Stored dataset items
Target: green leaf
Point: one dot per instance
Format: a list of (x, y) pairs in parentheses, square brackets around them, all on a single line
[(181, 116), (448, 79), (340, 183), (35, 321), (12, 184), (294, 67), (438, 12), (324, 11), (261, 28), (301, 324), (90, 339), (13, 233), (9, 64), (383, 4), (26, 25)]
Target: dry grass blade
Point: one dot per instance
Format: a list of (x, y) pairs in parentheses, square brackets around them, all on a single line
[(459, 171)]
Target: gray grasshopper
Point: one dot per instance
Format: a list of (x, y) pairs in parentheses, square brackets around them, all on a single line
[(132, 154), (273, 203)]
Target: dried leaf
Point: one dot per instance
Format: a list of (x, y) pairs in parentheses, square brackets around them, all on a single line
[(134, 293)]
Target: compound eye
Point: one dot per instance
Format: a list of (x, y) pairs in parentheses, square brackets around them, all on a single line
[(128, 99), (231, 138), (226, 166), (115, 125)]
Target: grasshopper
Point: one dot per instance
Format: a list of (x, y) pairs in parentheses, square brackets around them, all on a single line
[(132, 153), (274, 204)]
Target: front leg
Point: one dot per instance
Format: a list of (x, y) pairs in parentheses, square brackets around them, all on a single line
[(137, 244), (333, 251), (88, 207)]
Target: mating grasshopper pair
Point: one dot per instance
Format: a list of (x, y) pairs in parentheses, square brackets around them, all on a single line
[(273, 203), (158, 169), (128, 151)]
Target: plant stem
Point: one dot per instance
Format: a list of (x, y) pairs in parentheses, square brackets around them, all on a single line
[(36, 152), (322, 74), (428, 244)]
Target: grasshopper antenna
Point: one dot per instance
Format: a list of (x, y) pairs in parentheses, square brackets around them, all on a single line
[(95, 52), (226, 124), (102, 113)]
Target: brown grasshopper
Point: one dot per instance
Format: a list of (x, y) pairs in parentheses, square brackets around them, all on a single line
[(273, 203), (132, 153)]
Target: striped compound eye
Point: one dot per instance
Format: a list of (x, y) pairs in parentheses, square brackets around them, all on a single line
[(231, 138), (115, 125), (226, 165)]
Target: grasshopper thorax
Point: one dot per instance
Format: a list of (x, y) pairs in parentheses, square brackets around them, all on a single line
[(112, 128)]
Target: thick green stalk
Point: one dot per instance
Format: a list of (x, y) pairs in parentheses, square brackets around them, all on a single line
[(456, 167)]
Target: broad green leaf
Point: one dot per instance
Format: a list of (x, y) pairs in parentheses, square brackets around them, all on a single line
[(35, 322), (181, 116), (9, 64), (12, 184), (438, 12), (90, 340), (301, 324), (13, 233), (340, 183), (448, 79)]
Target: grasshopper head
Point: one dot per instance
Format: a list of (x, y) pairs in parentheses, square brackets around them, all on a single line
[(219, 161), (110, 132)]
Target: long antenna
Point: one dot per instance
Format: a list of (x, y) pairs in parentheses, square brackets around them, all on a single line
--
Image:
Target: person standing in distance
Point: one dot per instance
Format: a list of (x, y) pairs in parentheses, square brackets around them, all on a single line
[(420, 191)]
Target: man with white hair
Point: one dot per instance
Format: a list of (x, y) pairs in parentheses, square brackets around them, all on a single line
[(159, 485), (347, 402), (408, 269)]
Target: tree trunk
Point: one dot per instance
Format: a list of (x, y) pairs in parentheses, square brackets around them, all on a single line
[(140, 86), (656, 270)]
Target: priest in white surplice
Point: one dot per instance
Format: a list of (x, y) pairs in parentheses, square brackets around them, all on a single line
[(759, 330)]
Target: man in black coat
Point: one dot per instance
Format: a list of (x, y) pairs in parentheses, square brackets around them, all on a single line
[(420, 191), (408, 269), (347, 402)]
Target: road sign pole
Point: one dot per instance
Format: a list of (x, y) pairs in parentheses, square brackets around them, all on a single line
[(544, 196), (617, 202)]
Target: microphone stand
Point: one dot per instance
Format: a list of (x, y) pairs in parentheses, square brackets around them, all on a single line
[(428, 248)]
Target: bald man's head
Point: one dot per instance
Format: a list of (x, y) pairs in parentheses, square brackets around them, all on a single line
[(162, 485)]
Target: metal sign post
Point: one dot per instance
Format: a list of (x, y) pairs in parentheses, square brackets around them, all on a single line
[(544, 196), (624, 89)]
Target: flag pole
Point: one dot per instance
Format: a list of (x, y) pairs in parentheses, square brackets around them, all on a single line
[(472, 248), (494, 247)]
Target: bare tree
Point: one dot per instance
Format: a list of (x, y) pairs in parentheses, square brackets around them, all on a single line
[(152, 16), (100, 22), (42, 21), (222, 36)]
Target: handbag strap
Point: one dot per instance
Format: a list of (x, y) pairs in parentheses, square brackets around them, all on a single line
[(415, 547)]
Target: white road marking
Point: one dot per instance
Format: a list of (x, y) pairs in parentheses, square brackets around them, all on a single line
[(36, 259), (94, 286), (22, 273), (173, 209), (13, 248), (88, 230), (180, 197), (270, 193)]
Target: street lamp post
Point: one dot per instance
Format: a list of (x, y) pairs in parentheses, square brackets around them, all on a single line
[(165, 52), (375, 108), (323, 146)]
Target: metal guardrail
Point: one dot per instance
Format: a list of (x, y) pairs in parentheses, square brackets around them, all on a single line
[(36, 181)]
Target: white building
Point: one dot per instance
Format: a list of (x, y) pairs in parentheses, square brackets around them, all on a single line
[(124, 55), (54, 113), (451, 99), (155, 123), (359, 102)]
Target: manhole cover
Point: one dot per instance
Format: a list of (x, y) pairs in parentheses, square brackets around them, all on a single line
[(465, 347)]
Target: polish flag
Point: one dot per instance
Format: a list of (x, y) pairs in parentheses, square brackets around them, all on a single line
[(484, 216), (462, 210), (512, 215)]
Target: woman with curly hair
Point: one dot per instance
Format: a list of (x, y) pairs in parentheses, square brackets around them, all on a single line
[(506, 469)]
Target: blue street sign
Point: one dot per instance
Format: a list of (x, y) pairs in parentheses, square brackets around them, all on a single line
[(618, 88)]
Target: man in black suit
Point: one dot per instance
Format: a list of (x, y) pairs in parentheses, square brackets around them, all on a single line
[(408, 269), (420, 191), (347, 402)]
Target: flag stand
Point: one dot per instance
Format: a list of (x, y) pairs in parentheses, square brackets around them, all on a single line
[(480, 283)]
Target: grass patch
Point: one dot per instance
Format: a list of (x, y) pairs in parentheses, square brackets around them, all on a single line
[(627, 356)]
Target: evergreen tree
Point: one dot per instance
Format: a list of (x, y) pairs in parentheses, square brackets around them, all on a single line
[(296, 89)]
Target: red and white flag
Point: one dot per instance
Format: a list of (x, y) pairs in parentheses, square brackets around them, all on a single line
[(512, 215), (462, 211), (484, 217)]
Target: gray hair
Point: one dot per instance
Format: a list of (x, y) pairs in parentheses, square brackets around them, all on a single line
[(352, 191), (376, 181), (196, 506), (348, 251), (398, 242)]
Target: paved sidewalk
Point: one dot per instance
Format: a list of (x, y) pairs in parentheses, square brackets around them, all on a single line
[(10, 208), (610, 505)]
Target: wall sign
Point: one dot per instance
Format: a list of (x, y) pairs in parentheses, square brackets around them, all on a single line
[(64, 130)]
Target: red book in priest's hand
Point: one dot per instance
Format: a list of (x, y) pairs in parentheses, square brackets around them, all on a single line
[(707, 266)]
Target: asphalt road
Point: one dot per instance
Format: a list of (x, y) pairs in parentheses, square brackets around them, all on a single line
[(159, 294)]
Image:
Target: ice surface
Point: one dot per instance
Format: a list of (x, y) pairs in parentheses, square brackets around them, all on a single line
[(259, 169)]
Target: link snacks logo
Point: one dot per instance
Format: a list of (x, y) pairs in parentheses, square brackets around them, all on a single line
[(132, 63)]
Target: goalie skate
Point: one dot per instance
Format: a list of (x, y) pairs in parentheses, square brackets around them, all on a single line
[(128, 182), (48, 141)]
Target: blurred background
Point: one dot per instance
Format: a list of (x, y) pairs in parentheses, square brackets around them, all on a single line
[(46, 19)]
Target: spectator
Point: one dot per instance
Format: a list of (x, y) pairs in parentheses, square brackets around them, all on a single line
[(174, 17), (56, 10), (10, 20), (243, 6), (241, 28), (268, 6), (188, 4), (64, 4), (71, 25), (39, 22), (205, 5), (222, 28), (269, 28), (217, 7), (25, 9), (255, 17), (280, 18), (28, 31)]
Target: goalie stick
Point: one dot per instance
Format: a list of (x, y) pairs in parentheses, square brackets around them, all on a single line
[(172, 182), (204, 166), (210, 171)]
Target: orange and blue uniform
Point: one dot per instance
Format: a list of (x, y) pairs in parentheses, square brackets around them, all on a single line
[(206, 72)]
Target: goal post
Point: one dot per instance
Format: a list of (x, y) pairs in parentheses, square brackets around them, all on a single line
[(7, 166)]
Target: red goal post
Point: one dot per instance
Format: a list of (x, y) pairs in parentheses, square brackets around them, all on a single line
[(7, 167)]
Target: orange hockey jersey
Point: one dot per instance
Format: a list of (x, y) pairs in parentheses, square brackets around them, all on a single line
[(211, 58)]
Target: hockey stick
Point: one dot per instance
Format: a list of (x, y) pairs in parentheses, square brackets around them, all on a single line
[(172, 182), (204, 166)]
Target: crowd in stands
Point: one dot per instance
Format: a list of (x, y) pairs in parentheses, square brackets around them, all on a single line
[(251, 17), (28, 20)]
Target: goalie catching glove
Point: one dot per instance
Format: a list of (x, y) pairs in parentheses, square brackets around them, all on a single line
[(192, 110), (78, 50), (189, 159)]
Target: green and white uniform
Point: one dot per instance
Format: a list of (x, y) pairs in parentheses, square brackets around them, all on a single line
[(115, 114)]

◆ WORK ITEM ◆
Checking the data above line by line, please work out how many lines include "hockey", and reply with the number only.

◆ FINISHED EXERCISE ◆
2